● **Goal**:
Put the records below into a two-column CSV with the headers "text" and "answer", one row per record. Place each record's text and its answer in their own quoted fields, with line breaks changed to spaces.

[START]

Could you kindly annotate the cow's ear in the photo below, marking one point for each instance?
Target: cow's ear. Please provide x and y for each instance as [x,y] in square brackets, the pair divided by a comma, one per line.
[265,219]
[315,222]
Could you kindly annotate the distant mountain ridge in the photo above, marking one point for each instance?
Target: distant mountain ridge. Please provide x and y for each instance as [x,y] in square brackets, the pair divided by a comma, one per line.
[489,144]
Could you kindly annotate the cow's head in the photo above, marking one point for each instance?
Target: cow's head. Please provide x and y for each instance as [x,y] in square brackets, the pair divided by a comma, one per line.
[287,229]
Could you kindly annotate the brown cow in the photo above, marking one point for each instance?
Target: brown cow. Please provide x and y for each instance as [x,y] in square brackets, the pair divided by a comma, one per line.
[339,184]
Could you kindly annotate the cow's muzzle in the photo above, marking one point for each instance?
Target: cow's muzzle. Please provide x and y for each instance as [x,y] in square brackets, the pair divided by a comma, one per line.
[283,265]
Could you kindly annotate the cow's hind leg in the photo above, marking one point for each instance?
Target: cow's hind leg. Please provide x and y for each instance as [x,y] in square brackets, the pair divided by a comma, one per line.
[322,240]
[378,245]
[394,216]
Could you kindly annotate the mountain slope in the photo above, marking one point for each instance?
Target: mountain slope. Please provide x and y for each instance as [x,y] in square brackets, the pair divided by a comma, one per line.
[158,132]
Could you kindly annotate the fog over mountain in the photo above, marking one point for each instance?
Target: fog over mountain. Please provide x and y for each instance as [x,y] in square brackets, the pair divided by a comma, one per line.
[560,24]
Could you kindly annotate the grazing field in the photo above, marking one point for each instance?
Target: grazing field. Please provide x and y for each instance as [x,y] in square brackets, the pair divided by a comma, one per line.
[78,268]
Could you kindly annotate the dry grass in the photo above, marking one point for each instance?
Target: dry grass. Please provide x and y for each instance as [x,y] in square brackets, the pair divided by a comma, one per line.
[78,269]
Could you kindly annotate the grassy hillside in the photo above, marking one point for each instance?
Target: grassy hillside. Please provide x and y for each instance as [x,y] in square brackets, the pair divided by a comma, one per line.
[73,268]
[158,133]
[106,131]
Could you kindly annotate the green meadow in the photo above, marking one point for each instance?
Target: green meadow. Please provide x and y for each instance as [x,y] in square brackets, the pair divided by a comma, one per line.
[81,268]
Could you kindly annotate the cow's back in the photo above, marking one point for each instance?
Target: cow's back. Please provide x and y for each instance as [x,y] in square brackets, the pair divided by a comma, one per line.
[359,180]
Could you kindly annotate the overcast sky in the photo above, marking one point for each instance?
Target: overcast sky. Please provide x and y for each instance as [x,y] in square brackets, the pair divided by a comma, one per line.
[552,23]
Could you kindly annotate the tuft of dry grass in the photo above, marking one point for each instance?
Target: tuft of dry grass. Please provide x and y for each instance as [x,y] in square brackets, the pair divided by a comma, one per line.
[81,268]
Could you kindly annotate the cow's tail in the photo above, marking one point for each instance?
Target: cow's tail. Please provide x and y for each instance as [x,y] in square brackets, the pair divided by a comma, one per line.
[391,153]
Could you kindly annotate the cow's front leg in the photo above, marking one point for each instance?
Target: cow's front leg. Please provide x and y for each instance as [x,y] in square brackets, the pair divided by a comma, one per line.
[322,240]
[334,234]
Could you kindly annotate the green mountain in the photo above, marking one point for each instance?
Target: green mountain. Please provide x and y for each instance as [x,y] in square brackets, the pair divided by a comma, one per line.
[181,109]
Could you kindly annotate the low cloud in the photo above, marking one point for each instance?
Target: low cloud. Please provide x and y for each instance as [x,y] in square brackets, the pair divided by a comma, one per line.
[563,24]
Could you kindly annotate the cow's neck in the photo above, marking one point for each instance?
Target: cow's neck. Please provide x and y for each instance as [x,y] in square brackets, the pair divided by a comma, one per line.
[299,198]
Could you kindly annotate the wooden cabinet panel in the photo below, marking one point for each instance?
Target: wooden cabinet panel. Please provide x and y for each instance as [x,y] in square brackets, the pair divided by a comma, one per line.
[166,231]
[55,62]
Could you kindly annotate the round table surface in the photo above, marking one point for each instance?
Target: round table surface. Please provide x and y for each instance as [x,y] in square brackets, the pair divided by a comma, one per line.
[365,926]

[END]

● **Result of this exercise**:
text,answer
"Could you kindly annotate the cow's ear in the photo below, marking one point for each instance? Target: cow's ear. Please provide x and y for each instance as [x,y] in square brackets, the pair divided by a comma, one per line.","[265,219] [315,222]"
"Could you kindly annotate the distant mountain ridge in the photo above, marking one point for each instance? Target: distant mountain ridge. Please provide x and y for each instance as [x,y] in square brackets, the pair divided by a comma, one per line.","[489,144]"
"Could you kindly annotate the cow's head in the photo above, marking one point for each instance? Target: cow's head. Please provide x and y for each instance as [x,y] in square brackets, the pair divided by a comma, one per line.","[287,229]"
"Could you kindly annotate the brown cow in the photo above, marking one point for each instance? Target: brown cow. Please provide x and y for each instance as [x,y] in square brackets, the pair divided by a comma, one per line.","[339,184]"
"Could you kindly annotate the cow's muzzle in the photo above, marking one point for each instance? Target: cow's muzzle. Please provide x and y for each instance as [x,y] in square brackets, the pair divided by a comma, one per line.","[283,265]"
"Could you kindly annotate the cow's hind leg in the photo above, marking one point for each instance? Target: cow's hind leg. Please provide x and y for each instance as [x,y] in square brackets, the pair divided by a comma, one per line.","[322,240] [378,245] [394,216]"
"Could you kindly annotate the mountain slope in the photo above, marking one point for each instance? Target: mountain slope. Please provide x and y for each instance as [x,y] in square brackets, the pair divided by a comma, one per line.","[158,132]"
"Could you kindly annotate the fog over mountain in the photo above, marking one point for each instance? Target: fog over mountain. Please provide x and y for each instance as [x,y] in square brackets, the pair divided by a comma, one per line.","[560,24]"
"Could you kindly annotate the grazing field in the photo above, marking one point for each instance? Target: grazing field. Please provide x and y for each instance as [x,y] in square brackets, the pair divided by a comma, one per line.","[78,268]"
"Could you kindly annotate the dry grass in the photo above, marking one point for each instance? Target: dry grass. Please provide x and y for each instance as [x,y] in square brackets, the pair divided by a comma, one per line.","[78,269]"
"Could you kindly annotate the grassy hillside in the photo above, marking one point for each instance? Target: grassy hillside. Please provide x and y for each instance as [x,y] in square brackets, the pair divided by a comma, one per line.","[73,268] [158,133] [106,131]"
"Could you kindly annotate the green meadow in the photo above, marking one point for each instance? Target: green meadow. Please provide x and y for each instance as [x,y] in square brackets, the pair divided by a comma, one per line.","[81,268]"
"Could you kindly annotate the cow's back in the photo above, marking one point for each instance? Target: cow's back. Please provide x and y for each instance as [x,y] in square brackets, the pair divided by a comma, one per line.","[359,180]"
"Could you kindly annotate the overcast sky in the photo above, marking one point for each instance? Target: overcast sky. Please provide x and y for each instance as [x,y] in square brackets, the pair divided by a comma, one per line.","[552,23]"
"Could you kindly annotate the tuft of dry grass in the photo above, marking one point for each instance? Target: tuft of dry grass. Please provide x and y for each instance as [x,y] in square brackets, the pair divided by a comma, one per line.","[81,268]"
"Could you kindly annotate the cow's tail in the photo above, marking one point for each instance? Target: cow's tail. Please provide x and y for each instance as [x,y] in square brackets, the pair divided by a comma, one per line.","[391,153]"
"Could you kindly annotate the cow's front leg in the photo above, marking one point for each instance? Target: cow's front leg. Please provide x and y for each instance as [x,y] in square brackets, the pair divided by a comma, one per line.","[322,240] [334,234]"
"Could you kindly annotate the green mountain in the photo above, marking one point for each instance? Target: green mountain. Please provide x and y for each instance as [x,y] in square brackets, the pair divided by a comma, one per line.","[181,109]"
"Could you kindly annotate the low cloud in the photo above, marking one point for each instance? Target: low cloud. Please provide x and y for each instance as [x,y] in square brackets, the pair divided by a comma, one per line.","[563,24]"
"Could you kindly annotate the cow's neck in the photo above, marking one point for each instance? Target: cow's neck. Please provide x and y for each instance as [x,y] in square brackets, the pair divided by a comma, one per line.","[299,198]"
"Could you kindly annotate the wooden cabinet panel in the photo below, marking one point for each instance? Target: wooden cabinet panel. Please provide x and y for each instance as [x,y] in square brackets, the pair divided by a comma, one per line.","[166,231] [55,62]"
"Could you kindly annotate the round table surface in the photo above, marking one point for each instance? Target: round table surface. Please provide x and y for each instance as [x,y] in square brackets, the pair divided by a comma, one per line.","[365,926]"